::: Text for analysis :::

ST KILDA will have a first-hand look at top draft prospect Max King's recovery from his knee reconstruction as he spends two days a week at the club.  

Under a plan ticked off by the AFL, who have also notified other clubs, the athletic key forward's program will be overseen by the Saints' medical team in conjunction with NAB AFL Academy physiotherapist Nick Ames and high-performance manager Paul Sealey.  

King, who kicked eight goals in an early-season game for the Sandringham Dragons before injuring his knee in April, can spend up to four hours a week at the club as part of his rehabilitation.  

Sealey told that the 17-year-old, who is a member of the NAB AFL Academy, had begun heading to their Moorabbin headquarters for treatment and will continue to throughout the season.  

"Because he's a national Academy player we've got to make sure that his rehab his done to AFL standards," Sealey said.  

"We are fortunate enough that with the Sandringham Dragons training out of the same facility that it works best for his well-being and welfare for him to do it there.  

"It's not a big stress on his body or his family to get him there. In essence he's going in two days a week and he's spending time in there with the physiotherapists Andrew Wallis and Kane Spagnolo and utilising their facilities."

:::

* _Assigned task A_
In the article on Max King's knee rehabilitation, how many hours a week can he spend at the club?
* _Assigned task B_
Carry on the article about Max King's knee rehabilitation from its last sentence.

::: Entries supplied :::

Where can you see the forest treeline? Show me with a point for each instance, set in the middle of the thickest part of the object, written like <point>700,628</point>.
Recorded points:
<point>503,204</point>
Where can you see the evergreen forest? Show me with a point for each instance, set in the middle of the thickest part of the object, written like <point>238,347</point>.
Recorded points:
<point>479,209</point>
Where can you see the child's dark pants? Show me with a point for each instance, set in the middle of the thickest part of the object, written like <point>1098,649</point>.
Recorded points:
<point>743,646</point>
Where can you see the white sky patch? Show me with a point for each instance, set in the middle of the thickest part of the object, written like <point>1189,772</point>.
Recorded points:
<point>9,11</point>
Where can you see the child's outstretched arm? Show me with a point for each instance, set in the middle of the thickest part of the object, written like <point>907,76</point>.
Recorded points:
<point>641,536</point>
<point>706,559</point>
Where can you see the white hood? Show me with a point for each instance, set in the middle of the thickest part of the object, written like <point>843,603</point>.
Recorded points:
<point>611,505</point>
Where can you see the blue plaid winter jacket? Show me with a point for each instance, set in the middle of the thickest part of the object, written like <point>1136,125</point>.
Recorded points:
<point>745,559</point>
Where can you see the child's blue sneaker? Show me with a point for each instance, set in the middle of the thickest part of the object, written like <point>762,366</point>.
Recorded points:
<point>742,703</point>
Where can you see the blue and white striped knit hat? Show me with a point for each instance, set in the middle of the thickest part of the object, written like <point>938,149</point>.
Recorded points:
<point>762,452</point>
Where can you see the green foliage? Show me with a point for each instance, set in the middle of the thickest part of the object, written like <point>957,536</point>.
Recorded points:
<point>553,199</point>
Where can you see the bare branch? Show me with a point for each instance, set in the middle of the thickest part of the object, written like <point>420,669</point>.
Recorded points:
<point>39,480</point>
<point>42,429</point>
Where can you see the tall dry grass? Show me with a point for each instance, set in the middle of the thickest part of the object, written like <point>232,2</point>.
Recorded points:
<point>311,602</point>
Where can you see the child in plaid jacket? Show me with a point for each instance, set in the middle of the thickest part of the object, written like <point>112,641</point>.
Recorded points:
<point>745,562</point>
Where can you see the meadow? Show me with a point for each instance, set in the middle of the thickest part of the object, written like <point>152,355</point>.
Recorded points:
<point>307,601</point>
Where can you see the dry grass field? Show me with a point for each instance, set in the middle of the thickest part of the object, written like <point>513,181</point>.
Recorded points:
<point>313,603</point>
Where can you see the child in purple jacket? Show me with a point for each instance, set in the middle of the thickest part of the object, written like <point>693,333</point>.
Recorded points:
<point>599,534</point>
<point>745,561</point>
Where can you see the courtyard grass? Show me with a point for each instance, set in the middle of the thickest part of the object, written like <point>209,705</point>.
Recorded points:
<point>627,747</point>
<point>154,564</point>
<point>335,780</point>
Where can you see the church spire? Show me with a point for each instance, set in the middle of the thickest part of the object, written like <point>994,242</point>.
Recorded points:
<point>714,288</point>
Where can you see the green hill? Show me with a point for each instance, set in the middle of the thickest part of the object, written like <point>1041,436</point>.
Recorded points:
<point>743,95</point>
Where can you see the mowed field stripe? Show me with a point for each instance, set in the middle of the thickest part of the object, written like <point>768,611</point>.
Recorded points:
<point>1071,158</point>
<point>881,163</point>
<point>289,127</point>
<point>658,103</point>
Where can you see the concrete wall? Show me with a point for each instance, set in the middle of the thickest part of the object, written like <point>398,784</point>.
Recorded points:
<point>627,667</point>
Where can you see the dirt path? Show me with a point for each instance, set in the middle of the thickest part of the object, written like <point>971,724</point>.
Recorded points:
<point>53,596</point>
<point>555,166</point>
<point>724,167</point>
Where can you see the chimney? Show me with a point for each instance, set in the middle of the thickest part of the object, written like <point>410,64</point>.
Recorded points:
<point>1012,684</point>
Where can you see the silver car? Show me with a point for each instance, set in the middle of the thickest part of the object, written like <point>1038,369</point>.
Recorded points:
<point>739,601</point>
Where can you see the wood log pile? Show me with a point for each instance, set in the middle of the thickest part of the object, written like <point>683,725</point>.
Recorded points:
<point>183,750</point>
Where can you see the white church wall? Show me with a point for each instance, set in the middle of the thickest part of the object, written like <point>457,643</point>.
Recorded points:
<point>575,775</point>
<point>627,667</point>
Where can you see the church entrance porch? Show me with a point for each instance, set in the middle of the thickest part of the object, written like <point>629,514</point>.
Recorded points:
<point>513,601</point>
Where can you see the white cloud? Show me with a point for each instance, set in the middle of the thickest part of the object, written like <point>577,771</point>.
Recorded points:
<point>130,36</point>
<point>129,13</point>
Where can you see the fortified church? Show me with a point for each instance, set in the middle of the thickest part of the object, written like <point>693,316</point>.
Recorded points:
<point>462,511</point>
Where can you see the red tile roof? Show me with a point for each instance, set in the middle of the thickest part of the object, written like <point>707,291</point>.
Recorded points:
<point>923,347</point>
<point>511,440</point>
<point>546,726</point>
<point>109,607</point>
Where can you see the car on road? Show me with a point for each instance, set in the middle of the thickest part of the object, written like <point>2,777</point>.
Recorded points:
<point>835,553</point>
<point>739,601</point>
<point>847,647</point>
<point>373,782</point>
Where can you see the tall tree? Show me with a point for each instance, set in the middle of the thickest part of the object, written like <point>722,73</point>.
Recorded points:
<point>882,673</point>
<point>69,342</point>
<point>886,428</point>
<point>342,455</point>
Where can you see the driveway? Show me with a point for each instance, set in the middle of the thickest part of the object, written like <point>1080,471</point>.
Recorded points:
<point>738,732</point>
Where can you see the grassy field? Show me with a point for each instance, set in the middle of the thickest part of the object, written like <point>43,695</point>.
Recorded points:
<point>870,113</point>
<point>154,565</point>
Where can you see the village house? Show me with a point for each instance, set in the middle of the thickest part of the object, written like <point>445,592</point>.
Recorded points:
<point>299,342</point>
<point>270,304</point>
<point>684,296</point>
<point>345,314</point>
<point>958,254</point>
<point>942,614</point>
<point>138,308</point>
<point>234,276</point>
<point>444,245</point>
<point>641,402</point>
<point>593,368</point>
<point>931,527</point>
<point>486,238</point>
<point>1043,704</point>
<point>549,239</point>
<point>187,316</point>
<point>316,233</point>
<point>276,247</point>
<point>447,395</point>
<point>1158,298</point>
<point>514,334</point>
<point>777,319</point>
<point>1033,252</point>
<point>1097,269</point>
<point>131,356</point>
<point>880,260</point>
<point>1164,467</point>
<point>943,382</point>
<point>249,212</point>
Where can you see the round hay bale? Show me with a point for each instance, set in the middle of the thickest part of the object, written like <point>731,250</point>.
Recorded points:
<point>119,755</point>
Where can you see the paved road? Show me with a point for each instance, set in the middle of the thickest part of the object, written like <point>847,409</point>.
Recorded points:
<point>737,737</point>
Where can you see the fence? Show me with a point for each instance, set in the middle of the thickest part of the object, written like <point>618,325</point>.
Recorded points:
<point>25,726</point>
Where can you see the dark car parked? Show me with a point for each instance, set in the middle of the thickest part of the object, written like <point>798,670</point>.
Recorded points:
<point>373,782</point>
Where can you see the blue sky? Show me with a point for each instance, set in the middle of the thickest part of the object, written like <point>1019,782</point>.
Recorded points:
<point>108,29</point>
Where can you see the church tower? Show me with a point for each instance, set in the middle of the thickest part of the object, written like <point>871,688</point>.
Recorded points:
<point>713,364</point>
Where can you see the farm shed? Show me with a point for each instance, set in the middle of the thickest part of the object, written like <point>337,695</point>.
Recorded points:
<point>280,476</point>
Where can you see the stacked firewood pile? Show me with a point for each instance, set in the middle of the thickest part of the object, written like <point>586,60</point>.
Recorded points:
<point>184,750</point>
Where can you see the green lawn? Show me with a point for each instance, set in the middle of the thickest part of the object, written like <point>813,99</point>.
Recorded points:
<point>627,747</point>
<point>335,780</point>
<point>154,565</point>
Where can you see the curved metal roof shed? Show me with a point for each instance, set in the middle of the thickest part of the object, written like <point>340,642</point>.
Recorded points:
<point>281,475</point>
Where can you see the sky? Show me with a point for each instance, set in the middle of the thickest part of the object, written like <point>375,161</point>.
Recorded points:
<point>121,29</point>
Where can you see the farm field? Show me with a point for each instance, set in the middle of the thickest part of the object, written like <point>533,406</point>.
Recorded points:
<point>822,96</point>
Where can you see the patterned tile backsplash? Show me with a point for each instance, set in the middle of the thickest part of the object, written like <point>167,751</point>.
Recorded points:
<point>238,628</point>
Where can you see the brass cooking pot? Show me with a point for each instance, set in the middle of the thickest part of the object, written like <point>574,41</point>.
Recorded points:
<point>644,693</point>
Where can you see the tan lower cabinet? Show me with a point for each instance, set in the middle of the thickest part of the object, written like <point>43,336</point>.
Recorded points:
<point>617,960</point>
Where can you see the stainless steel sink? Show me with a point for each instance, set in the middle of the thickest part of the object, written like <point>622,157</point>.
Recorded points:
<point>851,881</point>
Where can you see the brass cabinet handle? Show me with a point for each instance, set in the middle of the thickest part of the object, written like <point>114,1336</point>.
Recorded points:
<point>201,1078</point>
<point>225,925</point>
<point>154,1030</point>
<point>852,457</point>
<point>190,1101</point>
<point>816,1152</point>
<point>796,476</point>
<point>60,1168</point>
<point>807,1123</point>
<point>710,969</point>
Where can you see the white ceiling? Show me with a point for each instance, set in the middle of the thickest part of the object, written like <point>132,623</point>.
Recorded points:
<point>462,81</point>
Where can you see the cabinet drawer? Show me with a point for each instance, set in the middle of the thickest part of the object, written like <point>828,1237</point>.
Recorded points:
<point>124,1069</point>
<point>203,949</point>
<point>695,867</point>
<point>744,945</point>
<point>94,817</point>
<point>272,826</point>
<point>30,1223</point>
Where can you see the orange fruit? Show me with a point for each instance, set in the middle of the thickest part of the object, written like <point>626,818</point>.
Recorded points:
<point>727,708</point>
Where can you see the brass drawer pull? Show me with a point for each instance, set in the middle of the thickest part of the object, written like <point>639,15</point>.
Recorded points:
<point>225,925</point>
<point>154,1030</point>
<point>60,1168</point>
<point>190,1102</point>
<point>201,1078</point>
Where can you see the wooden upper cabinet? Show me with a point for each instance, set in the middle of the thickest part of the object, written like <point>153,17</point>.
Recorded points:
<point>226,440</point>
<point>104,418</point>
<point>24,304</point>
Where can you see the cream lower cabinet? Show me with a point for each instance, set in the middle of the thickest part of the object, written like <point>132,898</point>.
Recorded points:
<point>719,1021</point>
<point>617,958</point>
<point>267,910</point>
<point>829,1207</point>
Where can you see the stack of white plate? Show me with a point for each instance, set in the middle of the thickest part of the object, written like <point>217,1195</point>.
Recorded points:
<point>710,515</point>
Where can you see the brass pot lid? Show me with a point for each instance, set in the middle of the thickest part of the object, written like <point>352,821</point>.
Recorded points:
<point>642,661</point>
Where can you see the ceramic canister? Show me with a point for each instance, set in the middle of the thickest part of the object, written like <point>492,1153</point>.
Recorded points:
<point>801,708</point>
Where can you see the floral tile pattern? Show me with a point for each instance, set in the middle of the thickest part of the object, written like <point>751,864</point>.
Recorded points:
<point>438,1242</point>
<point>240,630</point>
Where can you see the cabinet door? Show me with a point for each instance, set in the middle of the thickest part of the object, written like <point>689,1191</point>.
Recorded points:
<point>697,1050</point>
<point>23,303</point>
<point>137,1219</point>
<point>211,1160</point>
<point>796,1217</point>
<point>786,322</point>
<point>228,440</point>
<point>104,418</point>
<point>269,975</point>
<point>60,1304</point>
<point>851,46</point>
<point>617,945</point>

:::

* _Response area A_
Up to four hours a week.

* _Response area B_
St Kilda currently holds pick No.3 at this year's draft after a horror season and will have King firmly in its mix for the selection, despite his injury this season.  

The 201cm key forward is athletic, powerful and brilliant in the air, and was considered a No.1 contender before going down with the knee injury while playing for school side Haileybury College.  

King told recently that he would spend his time on the sidelines looking to improve his body strength, but he is yet to move into the running phase of his program.  

"He will have four-to-six weeks of strength stuff before they introduce any running. He's out of the knee brace now, he's weight bearing, we've just got to get him to build up his strength," Sealey said.  

"It's a good opportunity to be exposed to AFL-calibre staff and use the new facilities at the Saints."  

Former national Academy graduate Aaron Darling followed a similar program with the Saints while coming back from his ACL injury last year, while Josh Dunkley and Jy Simpkin also recovered from injury using Richmond's facilities in their 2015 draft year.